» **Your task**
For the entries below, report every line that includes the word "cloud".

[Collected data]
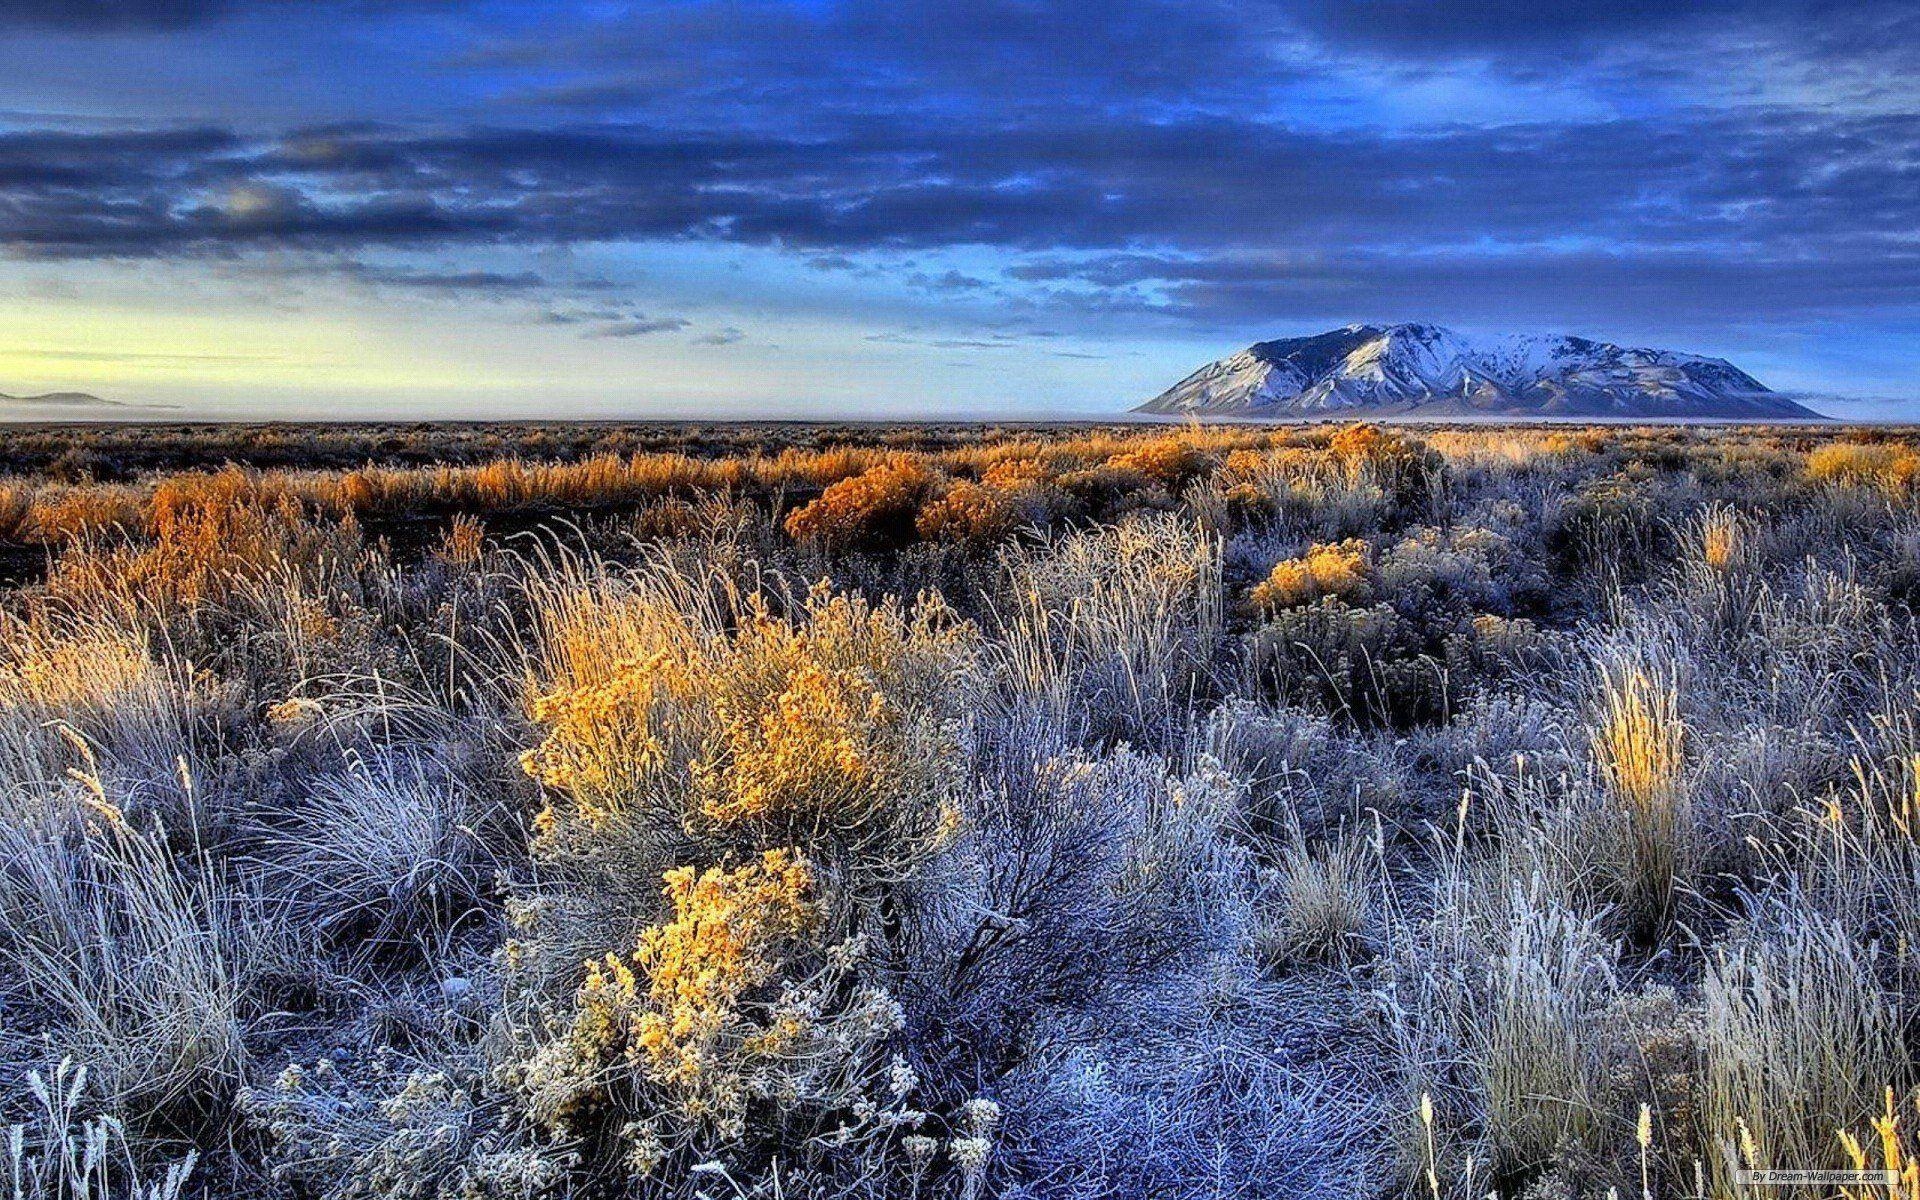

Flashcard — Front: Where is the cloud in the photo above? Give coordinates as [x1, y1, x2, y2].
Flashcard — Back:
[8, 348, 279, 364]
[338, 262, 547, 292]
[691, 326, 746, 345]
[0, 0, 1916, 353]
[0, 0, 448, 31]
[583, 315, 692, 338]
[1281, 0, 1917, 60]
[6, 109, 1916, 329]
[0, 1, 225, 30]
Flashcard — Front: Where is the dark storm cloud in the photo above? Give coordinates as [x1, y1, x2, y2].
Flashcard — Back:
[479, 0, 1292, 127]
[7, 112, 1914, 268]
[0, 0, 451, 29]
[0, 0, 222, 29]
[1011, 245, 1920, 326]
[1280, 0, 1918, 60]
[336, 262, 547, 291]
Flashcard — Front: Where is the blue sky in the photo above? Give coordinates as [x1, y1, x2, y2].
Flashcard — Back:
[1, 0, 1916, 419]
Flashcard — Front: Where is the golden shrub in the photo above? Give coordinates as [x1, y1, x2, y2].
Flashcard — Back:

» **Solution below**
Flashcard — Front: Where is the cloud in the photo above? Give coordinates as [x1, y1, x2, y2].
Flashcard — Front: Where is the dark storm cloud in the photo above? Give coordinates as [x1, y1, x2, y2].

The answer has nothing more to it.